■ To be done:
1) In the Only Fools on Horses article, who won the final jump-off?
2) Which celebrities in the Only Fools on Horses article have an occupation listed that includes "television presenter"?
3) Resume the Only Fools on Horses article after its final line.

■ Reading passage:
--*--

= Only Fools on Horses =

BBC reality television programme

Only Fools on Horses was a BBC reality television programme produced by Endemol UK. The show's name was a play on that of the sitcom Only Fools and Horses, and first aired on 7 July 2006. It featured twelve celebrities who performed equestrian events, with one celebrity being eliminated every day until only one was left. Proceeds went towards Sport Relief. It was presented by Angus Deayton and Kirsty Gallacher.

After the final, it was announced that the event had raised over £250,000 for Sport Relief. The final, a jump off between Jenni and Nicki, was won by Jenni Falconer.

==Celebrities==
In reverse order of elimination:
1. Jenni Falconer (Television presenter)
2. Nicki Chapman (Television presenter) (Replacement for Duncan Bannatyne, who dropped out due to injury)
3. Matt Baker (Former Blue Peter presenter)
4. Sara Cox (Radio 1 DJ)
5. Diarmuid Gavin (Gardener)
6. Anna Ryder-Richardson (Interior designer and presenter – Changing Rooms)
7. Suzi Perry (Television presenter)
8. Paul Nicholas (Actor and producer)
9. Sally Gunnell (Former athlete)
10. Ruby Wax (Comedian)
11. Matt Littler (Actor- Hollyoaks)
12. Josie d'Arby (Actress and television presenter) (Replacement for Felix Dexter)

==Horses==
- Fibi (Matt Littler) – mare, 16.1 hands, 13 years old.

--*--

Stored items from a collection
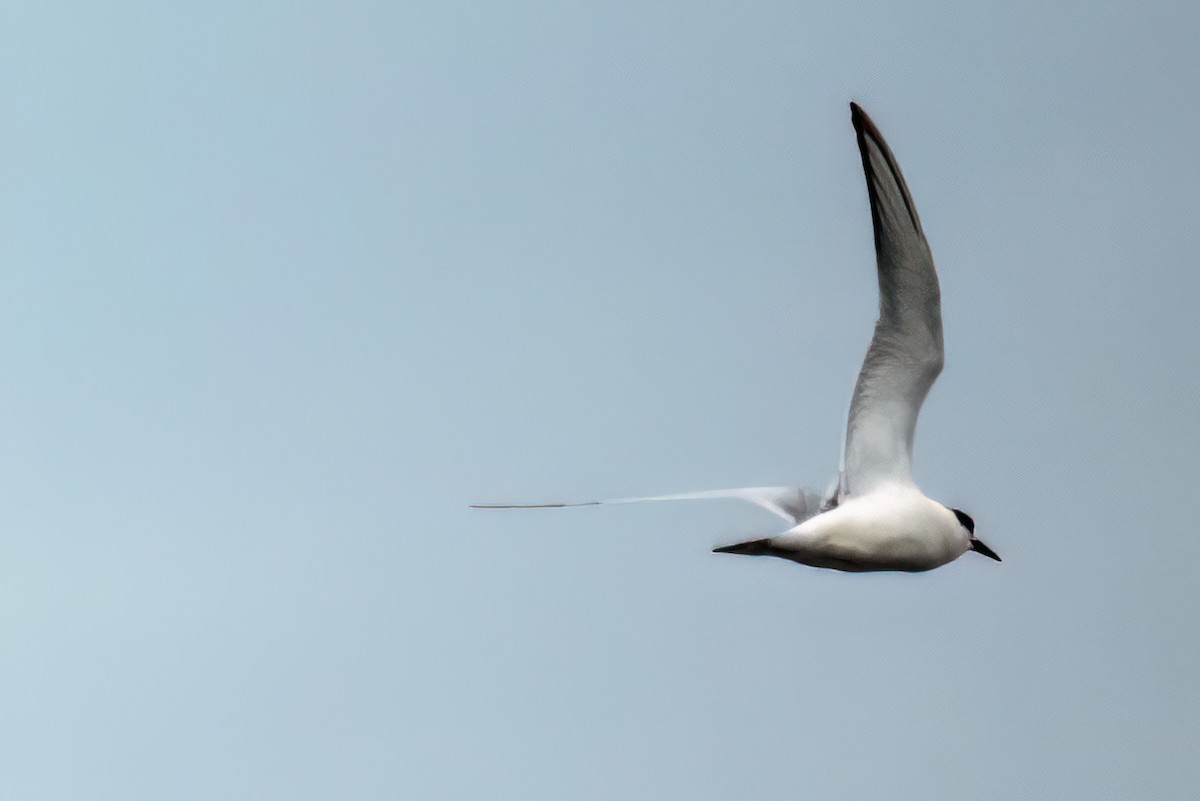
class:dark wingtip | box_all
[713,540,770,555]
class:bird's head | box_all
[950,508,1001,561]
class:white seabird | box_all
[474,103,1000,572]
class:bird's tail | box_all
[713,540,770,556]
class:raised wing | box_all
[470,487,821,524]
[841,103,943,495]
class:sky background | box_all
[0,0,1200,801]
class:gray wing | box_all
[841,103,943,495]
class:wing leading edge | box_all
[841,103,943,495]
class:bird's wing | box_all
[841,103,943,495]
[470,487,821,524]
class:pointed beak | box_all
[971,537,1003,561]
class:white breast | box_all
[770,483,970,571]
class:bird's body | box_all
[478,103,1000,572]
[716,483,970,573]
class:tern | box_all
[473,103,1000,572]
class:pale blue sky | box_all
[0,0,1200,801]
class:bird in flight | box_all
[473,103,1000,572]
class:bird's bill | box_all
[971,537,1003,561]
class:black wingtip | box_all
[713,540,770,556]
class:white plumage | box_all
[475,103,1000,572]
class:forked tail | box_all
[713,540,770,556]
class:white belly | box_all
[770,486,970,572]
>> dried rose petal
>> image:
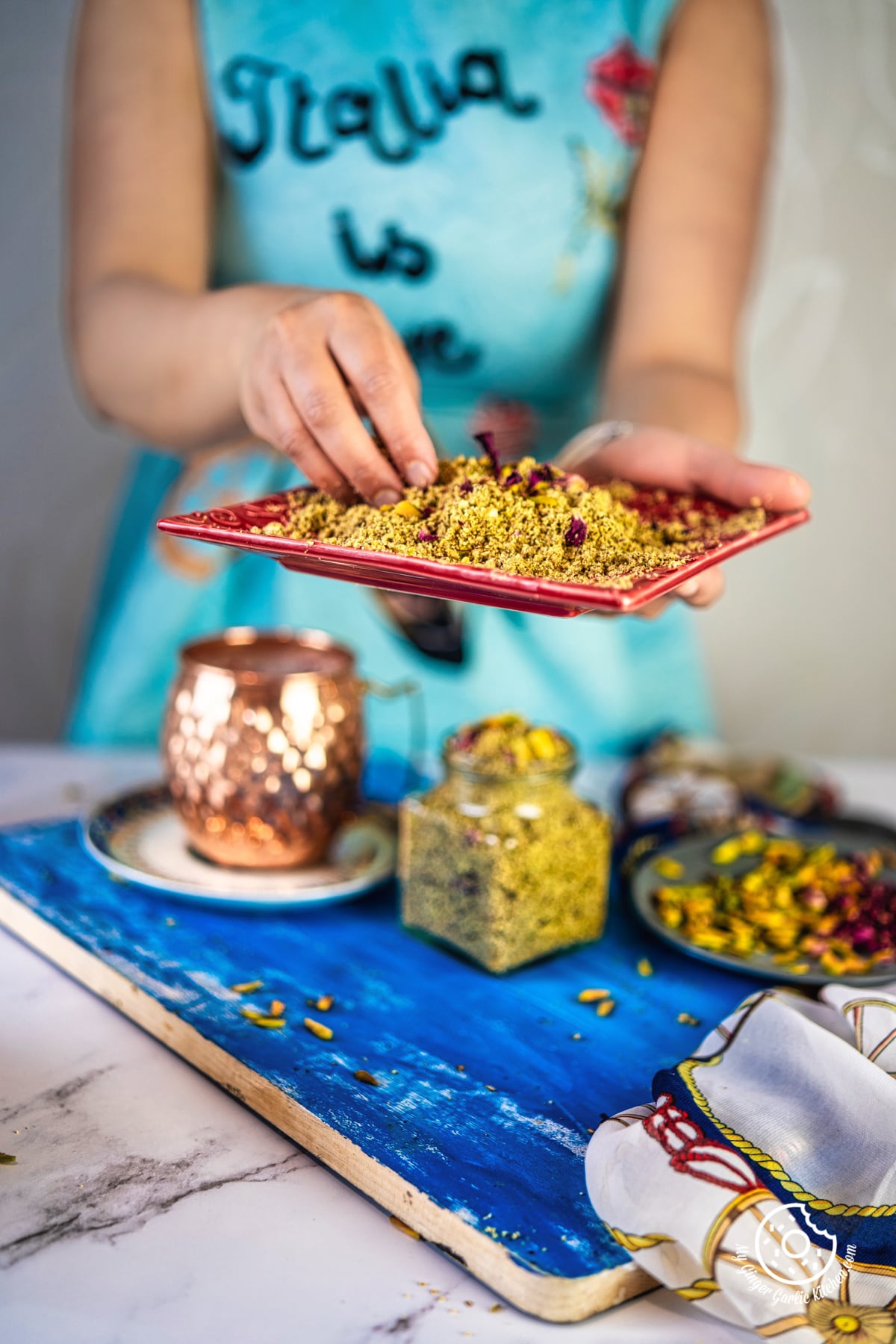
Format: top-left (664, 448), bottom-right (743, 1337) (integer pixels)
top-left (473, 429), bottom-right (501, 476)
top-left (526, 462), bottom-right (553, 494)
top-left (563, 517), bottom-right (588, 546)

--*--

■ Task-by-task answers:
1) Jenni Falconer

2) Jenni Falconer, Nicki Chapman, Suzi Perry, Josie d'Arby

3)
- Funtime (Paul Nicholas) – gelding, 16.1 hands, 12 years old.
- Indy (Suzi Perry) – mare, 15 hands, 9 years old.
- Isa (Diarmuid Gavin) – mare, 16.3 hands, 8 years old.
- J-Lo (Jenni Falconer) – mare, 16 hands, 8 years old.
- Leroy (Josie D'Arby) – gelding, 16.1 hands, 10 years old.
- Marley (Nicki Chapman) – mare, 16.1 hands, 9 years old.
- Mr Kenneth (Ruby Wax) – gelding, 16 hands, 16 years old.
- Peter (Matt Baker) – gelding, 16.2 hands, 9 years old.
- Prelude (Anna Ryder-Richardson) – mare, 16.1 hands, 8 years old.
- Ralph (Sally Gunnell) – gelding, 16.3 hands, 9 years old.
- Solomon (Sara Cox) – gelding, 16.2 hands, 11 years old.

==Judges==
- Jessica Kürten – The world number three female show-jumper
- Jodie Kidd – Supermodel, polo player and horse rider
- Robert Smith (equestrian)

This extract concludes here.